▶ **Task requirements**: Retype the material in full, keeping every word the same.

━━━━━━━━━━━━━━━━━━━━━━━━━━━━━━

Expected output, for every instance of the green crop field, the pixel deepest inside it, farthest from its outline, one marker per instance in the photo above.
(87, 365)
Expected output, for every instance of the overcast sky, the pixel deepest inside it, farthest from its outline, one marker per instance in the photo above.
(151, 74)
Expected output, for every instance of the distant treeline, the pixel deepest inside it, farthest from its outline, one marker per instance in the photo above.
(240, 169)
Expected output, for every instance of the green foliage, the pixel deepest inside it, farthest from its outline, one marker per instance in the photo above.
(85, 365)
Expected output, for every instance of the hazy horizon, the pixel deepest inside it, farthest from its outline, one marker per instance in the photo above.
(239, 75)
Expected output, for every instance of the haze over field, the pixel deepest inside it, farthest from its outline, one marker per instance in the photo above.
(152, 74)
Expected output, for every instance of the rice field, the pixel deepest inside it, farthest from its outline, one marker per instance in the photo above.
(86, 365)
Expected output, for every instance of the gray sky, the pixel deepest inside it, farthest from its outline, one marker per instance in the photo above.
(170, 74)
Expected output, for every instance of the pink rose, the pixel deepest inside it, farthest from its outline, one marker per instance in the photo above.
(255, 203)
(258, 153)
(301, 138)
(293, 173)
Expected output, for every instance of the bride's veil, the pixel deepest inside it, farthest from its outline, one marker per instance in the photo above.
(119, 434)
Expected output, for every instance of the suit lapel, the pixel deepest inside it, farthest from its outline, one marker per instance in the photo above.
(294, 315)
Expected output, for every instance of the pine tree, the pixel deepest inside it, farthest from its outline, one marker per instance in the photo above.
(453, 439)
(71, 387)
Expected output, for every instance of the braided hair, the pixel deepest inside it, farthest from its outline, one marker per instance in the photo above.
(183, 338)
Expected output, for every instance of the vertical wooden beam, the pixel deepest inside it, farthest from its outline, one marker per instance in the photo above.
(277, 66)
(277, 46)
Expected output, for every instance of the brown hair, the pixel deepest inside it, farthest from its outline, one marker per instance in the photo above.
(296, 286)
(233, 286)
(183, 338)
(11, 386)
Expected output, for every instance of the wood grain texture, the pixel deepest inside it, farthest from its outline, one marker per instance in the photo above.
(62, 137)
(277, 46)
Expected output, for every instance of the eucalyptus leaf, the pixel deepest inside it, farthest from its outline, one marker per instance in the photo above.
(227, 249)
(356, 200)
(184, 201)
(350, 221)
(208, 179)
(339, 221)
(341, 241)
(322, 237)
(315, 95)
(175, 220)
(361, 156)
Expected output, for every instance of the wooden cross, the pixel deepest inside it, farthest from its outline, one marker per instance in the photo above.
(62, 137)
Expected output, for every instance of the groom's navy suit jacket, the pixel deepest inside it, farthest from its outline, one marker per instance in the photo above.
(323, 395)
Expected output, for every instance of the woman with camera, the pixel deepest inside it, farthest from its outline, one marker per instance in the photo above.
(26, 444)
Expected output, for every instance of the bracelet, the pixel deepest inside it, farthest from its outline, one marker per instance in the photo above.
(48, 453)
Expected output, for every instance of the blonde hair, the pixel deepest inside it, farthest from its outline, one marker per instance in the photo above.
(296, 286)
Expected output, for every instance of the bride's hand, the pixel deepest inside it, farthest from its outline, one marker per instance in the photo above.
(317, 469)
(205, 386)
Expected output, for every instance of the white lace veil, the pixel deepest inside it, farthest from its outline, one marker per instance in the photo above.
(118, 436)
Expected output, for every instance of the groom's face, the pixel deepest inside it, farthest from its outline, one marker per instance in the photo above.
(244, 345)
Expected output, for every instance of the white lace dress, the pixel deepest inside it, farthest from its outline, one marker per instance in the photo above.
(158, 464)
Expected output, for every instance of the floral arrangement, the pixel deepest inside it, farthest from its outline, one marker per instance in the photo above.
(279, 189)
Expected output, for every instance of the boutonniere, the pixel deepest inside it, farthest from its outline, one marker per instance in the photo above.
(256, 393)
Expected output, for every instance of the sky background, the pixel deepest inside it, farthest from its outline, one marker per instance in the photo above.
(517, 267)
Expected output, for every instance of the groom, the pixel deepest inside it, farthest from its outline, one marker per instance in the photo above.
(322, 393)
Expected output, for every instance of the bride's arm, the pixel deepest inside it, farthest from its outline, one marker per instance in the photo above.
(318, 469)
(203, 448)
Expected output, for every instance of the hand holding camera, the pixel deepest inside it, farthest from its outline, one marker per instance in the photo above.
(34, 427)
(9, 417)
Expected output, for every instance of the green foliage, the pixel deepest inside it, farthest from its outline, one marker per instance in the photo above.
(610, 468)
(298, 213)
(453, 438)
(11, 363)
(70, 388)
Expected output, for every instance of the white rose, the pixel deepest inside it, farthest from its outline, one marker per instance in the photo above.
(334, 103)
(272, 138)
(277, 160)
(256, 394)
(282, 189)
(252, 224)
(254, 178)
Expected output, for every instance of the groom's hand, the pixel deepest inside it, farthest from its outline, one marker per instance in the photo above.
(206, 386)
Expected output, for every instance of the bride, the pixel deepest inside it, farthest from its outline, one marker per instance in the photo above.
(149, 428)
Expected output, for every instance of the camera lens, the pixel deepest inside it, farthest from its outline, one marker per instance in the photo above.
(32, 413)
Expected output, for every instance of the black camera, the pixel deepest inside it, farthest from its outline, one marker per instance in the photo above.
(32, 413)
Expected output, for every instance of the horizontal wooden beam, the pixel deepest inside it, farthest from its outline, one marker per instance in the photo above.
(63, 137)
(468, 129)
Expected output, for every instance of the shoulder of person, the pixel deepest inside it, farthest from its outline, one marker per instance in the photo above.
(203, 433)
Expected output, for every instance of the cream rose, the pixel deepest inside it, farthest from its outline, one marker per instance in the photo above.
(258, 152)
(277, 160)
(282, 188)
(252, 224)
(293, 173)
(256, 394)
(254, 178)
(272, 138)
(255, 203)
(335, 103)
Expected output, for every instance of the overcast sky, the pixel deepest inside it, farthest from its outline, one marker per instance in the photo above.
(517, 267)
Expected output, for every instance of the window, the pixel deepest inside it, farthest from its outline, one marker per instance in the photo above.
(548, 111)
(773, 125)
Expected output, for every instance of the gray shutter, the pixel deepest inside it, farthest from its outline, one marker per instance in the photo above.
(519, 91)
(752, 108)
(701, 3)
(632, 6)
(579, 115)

━━━━━━━━━━━━━━━━━━━━━━━━━━━━━━

▶ **Result**:
Expected output, for every instance of the green crop field, the pixel deepest inside it, farthest from its outline, one marker per instance in the photo above.
(87, 365)
Expected output, for every instance of the overcast sky, the pixel deepest inside it, farthest from its outline, one marker per instance in the photo above.
(151, 74)
Expected output, for every instance of the distant treeline, the pixel deepest inside it, farthest from its outline, one marker per instance in the photo above.
(240, 169)
Expected output, for every instance of the green foliage, the pixel deepest inside it, farthest from its outline, one marker per instance in the photo above.
(85, 365)
Expected output, for every instance of the hazy horizon, the pixel deepest inside it, farthest from its outline, one marker per instance in the photo above.
(239, 75)
Expected output, for every instance of the haze over field, the pixel deepest inside it, farthest from its outline, one marker per instance in the photo above.
(152, 74)
Expected output, for every instance of the rice field, the pixel deepest inside it, farthest from its outline, one marker per instance in the photo above.
(86, 365)
Expected output, for every instance of the gray sky, the pixel deepest inside it, farthest from its outline, one marker per instance in the photo above.
(170, 74)
Expected output, for every instance of the pink rose, the pixel deepest inside it, farthest from its outline, one marker per instance in the photo above.
(255, 203)
(258, 153)
(301, 138)
(293, 173)
Expected output, for every instance of the bride's veil, the pixel deepest inside it, farthest from its outline, one marker per instance in the photo above.
(119, 434)
Expected output, for every instance of the suit lapel, the pixel deepest inside it, farthest from its outline, one marker per instance in the photo above.
(294, 315)
Expected output, for every instance of the pine tree, the pixel deepest inside it, farthest from its outline, one marker per instance in the photo above.
(453, 439)
(71, 387)
Expected output, for every instance of the braided hair, the pixel deepest inside it, farthest from its outline, one marker per instance in the photo above.
(183, 338)
Expected output, for every instance of the vertical wooden beam, the pixel deepest inside it, farthest from its outline, one marker per instance in the photo above.
(277, 66)
(277, 46)
Expected output, for every instance of the brown hair, the pixel deepest inside it, farthest from its outline, one marker per instance in the photo above.
(296, 286)
(233, 286)
(183, 338)
(11, 386)
Expected output, for every instance of the wood grain texture, the pixel deepest inside it, farthest from its outline, one marker per instance in the photo above.
(62, 137)
(277, 46)
Expected output, for every instance of the eucalyptus leaf, the pixel deepest inside it, farthest from its outline, one marker per instance in the photo above.
(227, 249)
(356, 200)
(184, 201)
(350, 221)
(208, 179)
(339, 221)
(341, 241)
(322, 237)
(315, 95)
(175, 220)
(361, 156)
Expected output, for every instance of the wooden cross, the pixel deepest inside it, farthest from its outline, one marker per instance in the photo above.
(62, 137)
Expected output, for every instance of the groom's navy suit jacket, the pixel deepest inside it, farthest from its outline, one marker per instance in the photo above.
(323, 395)
Expected output, for every instance of the woman with camera, the pixel deepest inside it, farthest from its outline, one marker per instance in the photo above.
(26, 444)
Expected output, for every instance of the bracelet, the pixel deepest inside it, farthest from its outline, one marker per instance in the photo above.
(48, 453)
Expected output, for every instance of the blonde hair, the pixel deepest inside it, farthest from its outline, one marker per instance in the photo above.
(296, 286)
Expected output, for every instance of the bride's hand, the pixel deepest inside it, farthest from its outline, one marker per instance in the photo above.
(317, 469)
(205, 386)
Expected output, for every instance of the white lace veil, the pixel deepest inside it, farthest from its outline, one marker per instance in the photo above.
(118, 436)
Expected output, for every instance of the groom's face, the pixel deepest inside it, farthest from its outline, one marker per instance in the photo above.
(244, 345)
Expected output, for every instance of the white lace dress, the pixel deepest inside it, farthest from its outline, one marker per instance in the photo above.
(158, 464)
Expected output, for every instance of the floral arrangement, the pixel deepest inside it, farthest from its outline, one marker per instance in the photo above.
(279, 189)
Expected output, for every instance of the boutonniere, the pixel deepest inside it, farthest from its outline, one marker per instance in the photo above.
(256, 393)
Expected output, for every instance of the sky background, the pixel deepest inside it, farthest from its outline, one marker per instance in the photo above.
(517, 267)
Expected output, for every instance of the groom, the pixel deepest inside it, farthest from its outline, one marker per instance in the photo above.
(322, 393)
Expected output, for every instance of the bride's arm, the pixel deepest inside it, farthest from its outline, one marker per instance in the photo above.
(318, 469)
(203, 448)
Expected output, for every instance of the hand holding camera, the pixel deepest inside it, farthest from its outline, one marker per instance in the photo above.
(34, 427)
(9, 417)
Expected output, for every instance of the green foliage, the pixel deepest inside it, farthest from its outline, one marker per instance in the photo above.
(610, 468)
(298, 213)
(453, 438)
(11, 363)
(70, 388)
Expected output, for every instance of the white rose, the pixel deepest inside it, farthest from its outline, one marker per instance in the photo above.
(334, 103)
(272, 138)
(277, 160)
(256, 394)
(282, 189)
(252, 224)
(254, 178)
Expected output, for every instance of the groom's hand, the pixel deepest inside it, farthest from its outline, one marker per instance in the photo above.
(206, 386)
Expected output, for every instance of the bride, the pixel deepest inside it, farthest from its outline, one marker per instance in the photo above.
(149, 428)
Expected output, for every instance of the camera lens, the pixel deepest inside it, farthest from its outline, one marker per instance in the photo above.
(32, 413)
Expected output, for every instance of the black camera, the pixel deepest inside it, farthest from its outline, one marker per instance in the photo above.
(32, 413)
Expected output, for every instance of the horizontal wooden beam, the pixel deepest inside it, farthest from its outline, one marker per instance in the photo above.
(63, 137)
(468, 129)
Expected output, for every instance of the shoulder of person, the pixel deepest inside it, farthest from its outline, one marker per instance in the photo above.
(203, 433)
Expected output, for every instance of the cream rose, the pixel deepest inside it, farthest from its outline, one marker per instance in the photo above.
(258, 152)
(277, 160)
(282, 188)
(252, 224)
(293, 173)
(256, 394)
(254, 178)
(272, 138)
(255, 203)
(335, 103)
Expected output, for every instance of the overcast sky, the pixel deepest inside it, farthest from its outline, one marker per instance in the photo above.
(517, 267)
Expected output, for every instance of the window, the pixel deepest inside it, farthest from its outline, one marker per instance in the photo above.
(548, 111)
(773, 125)
Expected output, for every instance of the gray shutter, the pixel deepest inside it, farthest from its outline, one marker per instance in the photo above.
(519, 91)
(752, 108)
(701, 3)
(632, 6)
(579, 115)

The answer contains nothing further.